**Goals**:
**A)** In the Hive mailing list message, what expression did the team adopt as a workaround for partition_key not in ('foo')?
**B)** Copy the rows word for word, starting at the first row and ending at the row containing "pixel 339 313".

**Text excerpt**:
---------------

Re: hive 2.1.0 and "NOT IN ( list )" and column is a partition_key

2016-08-25 Thread Stephen Sprague
awesome!  i'm not crazy after all!

so workaround we devised here for this pattern:

   partition_key not in ('foo')

is:

   not array_contains(array('foo'), partition_key)

thanks,
Stephen.

On Thu, Aug 25, 2016 at 6:31 PM, Sergey Shelukhin <ser...@hortonworks.com>
wrote:

> I can repro this on master. I’ll file a bug...
>
> From: Stephen Sprague <sprag...@gmail.com>
> Reply-To: "user@hive.apache.org" <user@hive.apache.org>
> Date: Thursday, August 25, 2016 at 13:34
> To: "user@hive.apache.org" <user@hive.apache.org>
> Subject: Re: hive 2.1.0 and "NOT IN ( list )" and column is a
> partition_key
>
> Hi Gopal,
> Thank you for this insight.  good stuff.   The thing is there is no 'foo'
> for etl_database_source so that filter if anything should be
> short-circuited to 'true'.  ie. double nots.   1. not in  2. and foo not
> present.

---------------

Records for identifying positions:
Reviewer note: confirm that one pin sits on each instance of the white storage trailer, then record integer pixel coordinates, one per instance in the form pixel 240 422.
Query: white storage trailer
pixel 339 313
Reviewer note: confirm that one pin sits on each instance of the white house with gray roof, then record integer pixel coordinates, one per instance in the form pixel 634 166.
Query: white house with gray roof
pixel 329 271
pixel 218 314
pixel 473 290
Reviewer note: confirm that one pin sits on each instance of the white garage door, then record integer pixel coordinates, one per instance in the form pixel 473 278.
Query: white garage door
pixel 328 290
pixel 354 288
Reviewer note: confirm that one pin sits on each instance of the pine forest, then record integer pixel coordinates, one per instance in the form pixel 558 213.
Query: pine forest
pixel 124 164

---------------

**Solutions for each task**:
**A)** not array_contains(array('foo'), partition_key)

**B)**
Reviewer note: confirm that one pin sits on each instance of the white storage trailer, then record integer pixel coordinates, one per instance in the form pixel 240 422.
Query: white storage trailer
pixel 339 313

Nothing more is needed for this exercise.